:: Dataset records ::
-*-
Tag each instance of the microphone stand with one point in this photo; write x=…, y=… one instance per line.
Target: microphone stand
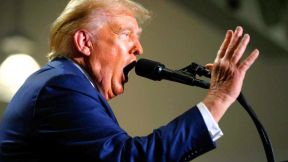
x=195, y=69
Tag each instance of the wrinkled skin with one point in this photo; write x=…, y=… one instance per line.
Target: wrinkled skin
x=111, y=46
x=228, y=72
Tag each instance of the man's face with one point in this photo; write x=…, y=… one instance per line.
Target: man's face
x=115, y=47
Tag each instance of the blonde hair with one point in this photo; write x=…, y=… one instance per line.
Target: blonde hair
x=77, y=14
-*-
:: Work instructions ::
From the line holding "Target: wrinkled skin" down to the final line above, quote every line exactly and only those lines.

:: Written solution ::
Target: wrinkled skin
x=111, y=46
x=228, y=72
Tag each instance of the man's face with one point in this photo; write x=…, y=… one instance per line.
Target: man's face
x=115, y=47
Tag each instance of the blonde hair with one point in this photo; write x=…, y=… one instance per line.
Target: blonde hair
x=77, y=14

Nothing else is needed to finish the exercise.